▶ _Суть задания_
Покажите все строки из приведенных ниже позиций, в которых встречается слово «fish». Регистр букв учитывается.

▶ _Исходные данные_

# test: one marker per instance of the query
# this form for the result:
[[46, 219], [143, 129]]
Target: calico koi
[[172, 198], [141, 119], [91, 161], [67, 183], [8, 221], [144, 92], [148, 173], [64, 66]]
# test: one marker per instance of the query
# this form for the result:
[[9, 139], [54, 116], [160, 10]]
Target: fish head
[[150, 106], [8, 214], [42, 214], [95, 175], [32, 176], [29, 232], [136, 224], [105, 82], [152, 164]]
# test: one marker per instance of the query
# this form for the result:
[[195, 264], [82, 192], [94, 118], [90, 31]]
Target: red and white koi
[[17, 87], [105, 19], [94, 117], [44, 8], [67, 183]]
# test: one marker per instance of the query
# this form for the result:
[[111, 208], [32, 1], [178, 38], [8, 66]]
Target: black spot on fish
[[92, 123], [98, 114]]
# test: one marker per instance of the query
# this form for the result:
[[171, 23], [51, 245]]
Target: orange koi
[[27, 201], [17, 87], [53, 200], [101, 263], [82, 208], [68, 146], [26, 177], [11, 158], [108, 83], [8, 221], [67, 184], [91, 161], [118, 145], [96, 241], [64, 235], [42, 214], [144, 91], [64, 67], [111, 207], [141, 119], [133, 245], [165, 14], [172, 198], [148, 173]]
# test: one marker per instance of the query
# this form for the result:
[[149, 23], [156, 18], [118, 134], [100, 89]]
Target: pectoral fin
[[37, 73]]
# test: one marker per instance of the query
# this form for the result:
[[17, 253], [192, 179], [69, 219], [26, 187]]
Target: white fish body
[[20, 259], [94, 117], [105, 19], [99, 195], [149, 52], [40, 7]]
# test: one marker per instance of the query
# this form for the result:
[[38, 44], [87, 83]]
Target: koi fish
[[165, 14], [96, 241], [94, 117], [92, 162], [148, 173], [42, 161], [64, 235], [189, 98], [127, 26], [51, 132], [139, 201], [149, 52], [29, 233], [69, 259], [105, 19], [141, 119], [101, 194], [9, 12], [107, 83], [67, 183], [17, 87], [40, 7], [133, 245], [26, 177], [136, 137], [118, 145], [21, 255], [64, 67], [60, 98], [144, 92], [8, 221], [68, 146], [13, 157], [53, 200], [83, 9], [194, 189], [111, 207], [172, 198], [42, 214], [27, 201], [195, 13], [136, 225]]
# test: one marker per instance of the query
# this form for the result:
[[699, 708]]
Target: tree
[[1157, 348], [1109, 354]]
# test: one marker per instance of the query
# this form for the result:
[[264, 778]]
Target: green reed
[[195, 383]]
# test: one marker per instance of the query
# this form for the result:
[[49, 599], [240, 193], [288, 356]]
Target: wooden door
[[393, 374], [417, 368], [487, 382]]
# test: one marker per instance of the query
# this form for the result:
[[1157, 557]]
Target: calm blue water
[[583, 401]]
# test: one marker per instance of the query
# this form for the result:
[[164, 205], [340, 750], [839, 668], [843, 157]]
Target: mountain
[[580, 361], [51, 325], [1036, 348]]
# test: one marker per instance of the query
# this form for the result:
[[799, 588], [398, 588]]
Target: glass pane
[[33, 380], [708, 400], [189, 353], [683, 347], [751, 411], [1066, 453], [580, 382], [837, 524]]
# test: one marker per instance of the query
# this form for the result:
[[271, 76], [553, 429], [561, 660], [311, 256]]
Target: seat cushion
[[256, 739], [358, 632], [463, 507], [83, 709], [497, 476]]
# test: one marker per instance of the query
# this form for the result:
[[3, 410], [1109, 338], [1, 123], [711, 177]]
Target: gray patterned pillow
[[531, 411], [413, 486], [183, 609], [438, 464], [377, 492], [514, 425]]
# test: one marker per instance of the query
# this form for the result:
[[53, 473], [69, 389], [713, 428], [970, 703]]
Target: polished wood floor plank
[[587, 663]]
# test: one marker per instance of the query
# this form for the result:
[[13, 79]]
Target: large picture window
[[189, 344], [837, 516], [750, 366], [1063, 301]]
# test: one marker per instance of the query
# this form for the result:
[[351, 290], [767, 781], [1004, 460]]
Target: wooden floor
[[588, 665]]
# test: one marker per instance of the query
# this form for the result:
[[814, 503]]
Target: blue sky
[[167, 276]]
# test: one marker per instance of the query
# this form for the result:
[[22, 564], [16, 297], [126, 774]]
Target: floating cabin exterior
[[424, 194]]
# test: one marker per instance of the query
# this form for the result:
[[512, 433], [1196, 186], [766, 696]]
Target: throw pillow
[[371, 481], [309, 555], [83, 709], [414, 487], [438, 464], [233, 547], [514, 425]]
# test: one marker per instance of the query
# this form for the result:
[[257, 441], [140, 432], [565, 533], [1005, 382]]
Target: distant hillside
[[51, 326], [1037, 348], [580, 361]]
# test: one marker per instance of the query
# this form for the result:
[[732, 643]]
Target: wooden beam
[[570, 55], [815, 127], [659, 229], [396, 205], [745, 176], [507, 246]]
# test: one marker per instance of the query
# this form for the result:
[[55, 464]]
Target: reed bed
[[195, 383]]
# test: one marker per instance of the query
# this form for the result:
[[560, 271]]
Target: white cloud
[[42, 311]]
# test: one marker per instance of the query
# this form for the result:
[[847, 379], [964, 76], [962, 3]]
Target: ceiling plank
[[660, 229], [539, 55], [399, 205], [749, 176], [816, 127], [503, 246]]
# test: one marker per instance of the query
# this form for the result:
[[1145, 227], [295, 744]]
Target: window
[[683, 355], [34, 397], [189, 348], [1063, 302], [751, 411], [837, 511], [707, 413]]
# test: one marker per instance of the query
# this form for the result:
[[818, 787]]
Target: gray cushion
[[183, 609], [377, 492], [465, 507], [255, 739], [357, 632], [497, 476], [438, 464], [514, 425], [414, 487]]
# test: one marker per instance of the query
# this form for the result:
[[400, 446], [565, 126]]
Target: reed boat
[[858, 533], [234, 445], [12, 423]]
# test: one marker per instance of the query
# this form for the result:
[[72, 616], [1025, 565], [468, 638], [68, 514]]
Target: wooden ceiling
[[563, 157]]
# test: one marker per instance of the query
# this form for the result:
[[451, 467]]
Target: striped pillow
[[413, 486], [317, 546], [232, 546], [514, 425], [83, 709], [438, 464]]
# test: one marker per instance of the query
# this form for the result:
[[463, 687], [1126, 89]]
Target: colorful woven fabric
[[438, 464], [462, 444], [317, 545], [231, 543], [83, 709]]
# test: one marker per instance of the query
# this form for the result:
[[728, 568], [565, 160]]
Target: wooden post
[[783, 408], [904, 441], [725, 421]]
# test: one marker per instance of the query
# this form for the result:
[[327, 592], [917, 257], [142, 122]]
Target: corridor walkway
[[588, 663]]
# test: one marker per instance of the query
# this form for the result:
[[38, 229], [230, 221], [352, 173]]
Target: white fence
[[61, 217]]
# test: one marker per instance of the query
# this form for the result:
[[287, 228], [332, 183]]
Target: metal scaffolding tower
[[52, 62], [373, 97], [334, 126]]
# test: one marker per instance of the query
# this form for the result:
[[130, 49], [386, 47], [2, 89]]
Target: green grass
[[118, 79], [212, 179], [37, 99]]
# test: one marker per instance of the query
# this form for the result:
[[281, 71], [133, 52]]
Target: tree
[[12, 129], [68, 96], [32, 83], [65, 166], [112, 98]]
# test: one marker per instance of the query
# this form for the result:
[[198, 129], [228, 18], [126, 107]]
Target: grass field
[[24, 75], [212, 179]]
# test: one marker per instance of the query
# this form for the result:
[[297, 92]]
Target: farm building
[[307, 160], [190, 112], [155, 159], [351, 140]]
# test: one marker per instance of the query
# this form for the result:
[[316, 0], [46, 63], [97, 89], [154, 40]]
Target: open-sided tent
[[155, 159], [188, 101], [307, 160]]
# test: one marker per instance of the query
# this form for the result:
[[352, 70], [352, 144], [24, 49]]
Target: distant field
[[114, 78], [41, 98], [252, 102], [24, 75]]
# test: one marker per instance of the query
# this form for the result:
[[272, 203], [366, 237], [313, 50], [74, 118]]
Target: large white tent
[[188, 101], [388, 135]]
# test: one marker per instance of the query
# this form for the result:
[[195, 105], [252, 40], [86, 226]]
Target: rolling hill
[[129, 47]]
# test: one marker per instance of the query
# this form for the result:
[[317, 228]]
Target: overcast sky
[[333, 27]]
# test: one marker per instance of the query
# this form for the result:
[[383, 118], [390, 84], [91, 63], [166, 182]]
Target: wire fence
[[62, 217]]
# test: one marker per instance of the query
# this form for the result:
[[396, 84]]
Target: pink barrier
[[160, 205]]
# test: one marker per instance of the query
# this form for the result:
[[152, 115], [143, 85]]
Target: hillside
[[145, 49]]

▶ _Ответ на задачу_
Target: fish head
Target: black spot on fish
Target: white fish body
Target: koi fish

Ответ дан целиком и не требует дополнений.